#### Problems and tasks:
• 1. Answer these questions using the article on Michael Douglas and anti-Semitism below:
(a) In which newspaper did Douglas publish his opinion column?
(b) How old is Douglas's son Dylan?
(c) What United Nations role does Douglas hold?
• 2. Quote word for word the part of the article on Michael Douglas and anti-Semitism below that begins at the words "Michael Douglas: We" and stops after "father in tears.".
• 3. Extend the article on Michael Douglas and anti-Semitism below, starting after its last sentence.

#### Document text:

>>

Michael Douglas: We have to confront anti-Semitism

Michael Douglas’ son Dylan had a run-in with anti-Semitism — and the actor wants to do something about it.

In an opinion column for the Los Angeles Times, the producer and “Wall Street” Oscar winner described an incident last summer in an unidentified country in “southern Europe.” The older of his two children with actress Catherine Zeta-Jones, 14-year-old Dylan, came to his father in tears.

“A man at the pool had started hurling insults at him,” Douglas writes. It wasn’t because of anything Dylan did, he continued: “Suddenly I had an awful realization of what might have caused the man’s outrage: Dylan was wearing a Star of David.”

Douglas went to talk to the man — “it was not a pleasant discussion,” he writes — and the incident has stayed in his mind. The 70-year-old actor, who was raised by a Jewish father, Kirk Douglas, and a non-Jewish mother, said he didn’t identify as Jewish while growing up but noticed anti-Semitic remarks others made.

“With little knowledge of what it meant to be a Jew, I found myself passionately defending the Jewish people. Now, half a century later, I have to defend my son,” he writes. “Anti-Semitism, I’ve seen, is like a disease that goes dormant, flaring up with the next political trigger.”

Douglas, who is also a United Nations messenger of peace, observes that anti-Semitism has been on the rise due to a number of factors, including income inequality, religious extremism and hatred of Israel.

<<

#### Provided records:
>>

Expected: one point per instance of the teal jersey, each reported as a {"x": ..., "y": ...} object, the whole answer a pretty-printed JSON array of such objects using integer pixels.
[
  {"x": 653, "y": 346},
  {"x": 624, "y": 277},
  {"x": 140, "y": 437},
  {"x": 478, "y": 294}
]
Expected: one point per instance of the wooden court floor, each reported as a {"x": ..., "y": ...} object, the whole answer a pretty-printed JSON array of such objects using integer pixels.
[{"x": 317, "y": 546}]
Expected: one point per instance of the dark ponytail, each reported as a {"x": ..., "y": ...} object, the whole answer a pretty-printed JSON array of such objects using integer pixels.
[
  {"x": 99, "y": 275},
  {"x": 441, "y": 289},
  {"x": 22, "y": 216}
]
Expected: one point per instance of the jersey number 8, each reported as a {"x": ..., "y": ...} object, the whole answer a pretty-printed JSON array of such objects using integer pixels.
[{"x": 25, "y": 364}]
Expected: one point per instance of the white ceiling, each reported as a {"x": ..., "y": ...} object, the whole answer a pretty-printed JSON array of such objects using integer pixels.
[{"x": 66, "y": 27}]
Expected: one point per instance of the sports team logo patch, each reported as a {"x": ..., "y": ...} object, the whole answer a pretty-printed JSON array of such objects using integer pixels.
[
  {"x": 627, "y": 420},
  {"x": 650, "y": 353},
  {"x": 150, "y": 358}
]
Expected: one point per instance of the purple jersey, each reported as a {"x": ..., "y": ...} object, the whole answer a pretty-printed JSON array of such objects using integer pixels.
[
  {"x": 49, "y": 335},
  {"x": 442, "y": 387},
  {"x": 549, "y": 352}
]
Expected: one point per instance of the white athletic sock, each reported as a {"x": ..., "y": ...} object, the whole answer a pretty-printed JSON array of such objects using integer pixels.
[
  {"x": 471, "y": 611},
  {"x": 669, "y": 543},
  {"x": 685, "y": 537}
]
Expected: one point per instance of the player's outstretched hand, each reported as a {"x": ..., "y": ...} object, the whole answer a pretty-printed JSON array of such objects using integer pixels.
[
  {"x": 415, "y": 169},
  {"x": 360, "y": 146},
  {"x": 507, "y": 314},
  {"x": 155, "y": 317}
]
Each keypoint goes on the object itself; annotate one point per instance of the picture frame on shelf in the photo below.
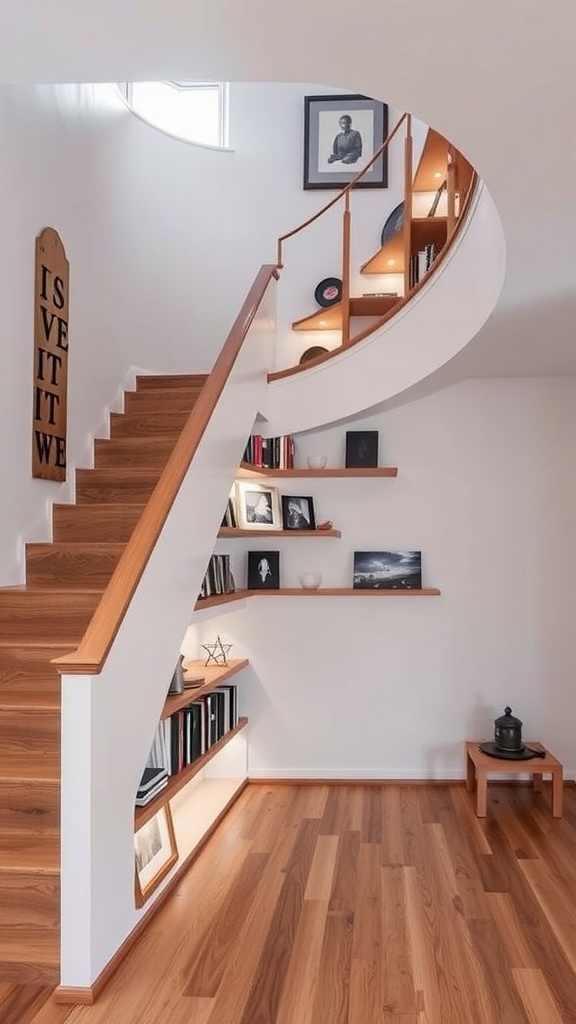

<<
>>

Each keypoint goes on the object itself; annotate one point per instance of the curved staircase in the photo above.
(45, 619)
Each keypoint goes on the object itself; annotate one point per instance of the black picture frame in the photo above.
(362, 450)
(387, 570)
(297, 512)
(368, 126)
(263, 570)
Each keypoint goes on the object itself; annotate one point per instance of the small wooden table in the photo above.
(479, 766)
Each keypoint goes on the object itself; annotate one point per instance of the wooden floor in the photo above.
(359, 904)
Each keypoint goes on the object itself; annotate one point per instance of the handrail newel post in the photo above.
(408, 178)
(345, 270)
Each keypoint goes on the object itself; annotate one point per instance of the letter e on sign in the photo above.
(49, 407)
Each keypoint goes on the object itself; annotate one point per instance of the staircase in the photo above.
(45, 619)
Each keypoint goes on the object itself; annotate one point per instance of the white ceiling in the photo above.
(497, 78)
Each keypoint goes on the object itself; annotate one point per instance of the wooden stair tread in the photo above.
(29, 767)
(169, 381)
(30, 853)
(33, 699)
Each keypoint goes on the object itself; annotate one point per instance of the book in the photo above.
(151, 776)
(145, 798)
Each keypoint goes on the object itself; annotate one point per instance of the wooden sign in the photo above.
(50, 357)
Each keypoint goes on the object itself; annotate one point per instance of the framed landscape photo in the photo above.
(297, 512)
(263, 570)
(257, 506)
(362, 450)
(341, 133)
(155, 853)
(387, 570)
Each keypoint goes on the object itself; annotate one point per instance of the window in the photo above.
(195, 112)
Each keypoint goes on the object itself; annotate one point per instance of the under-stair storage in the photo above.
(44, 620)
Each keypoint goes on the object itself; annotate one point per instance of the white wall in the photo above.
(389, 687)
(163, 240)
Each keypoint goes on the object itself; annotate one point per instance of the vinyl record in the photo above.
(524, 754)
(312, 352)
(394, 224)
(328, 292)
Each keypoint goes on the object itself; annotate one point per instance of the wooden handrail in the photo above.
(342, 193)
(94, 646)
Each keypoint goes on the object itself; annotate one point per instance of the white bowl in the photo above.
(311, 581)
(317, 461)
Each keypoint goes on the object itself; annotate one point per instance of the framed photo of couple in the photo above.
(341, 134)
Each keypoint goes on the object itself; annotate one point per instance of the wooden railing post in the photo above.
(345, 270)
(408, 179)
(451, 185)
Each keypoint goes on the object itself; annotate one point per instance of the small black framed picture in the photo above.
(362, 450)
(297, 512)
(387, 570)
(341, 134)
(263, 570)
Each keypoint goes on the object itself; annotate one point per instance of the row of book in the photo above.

<<

#### Outputs in order:
• 1.
(a) The Los Angeles Times.
(b) Fourteen.
(c) He is a United Nations messenger of peace.

• 2.
Michael Douglas: We have to confront anti-Semitism

Michael Douglas’ son Dylan had a run-in with anti-Semitism — and the actor wants to do something about it.

In an opinion column for the Los Angeles Times, the producer and “Wall Street” Oscar winner described an incident last summer in an unidentified country in “southern Europe.” The older of his two children with actress Catherine Zeta-Jones, 14-year-old Dylan, came to his father in tears.

• 3.
“Some find Jews to be a convenient scapegoat rather than looking at the real source of their problems,” he says.

He praises leaders such as Pope Francis, French Prime Minister Manuel Valls and Cardinal Timothy Dolan of New York for their efforts at reconciliation and community-building.

But it isn’t enough, he adds. “All of us” must fight anti-Semitism, he says.

“If we confront anti-Semitism whenever we see it, if we combat it individually and as a society, and use whatever platform we have to denounce it, we can stop the spread of this madness,” he writes.

“My son is strong. He is fortunate to live in a country where anti-Semitism is rare. But now he too has learned of the dangers that he as a Jew must face. It’s a lesson that I wish I didn’t have to teach him, a lesson I hope he will never have to teach his children.”

Douglas received the 2015 Genesis Prize for “exceptional people whose values and achievements will inspire the next generation of Jews.”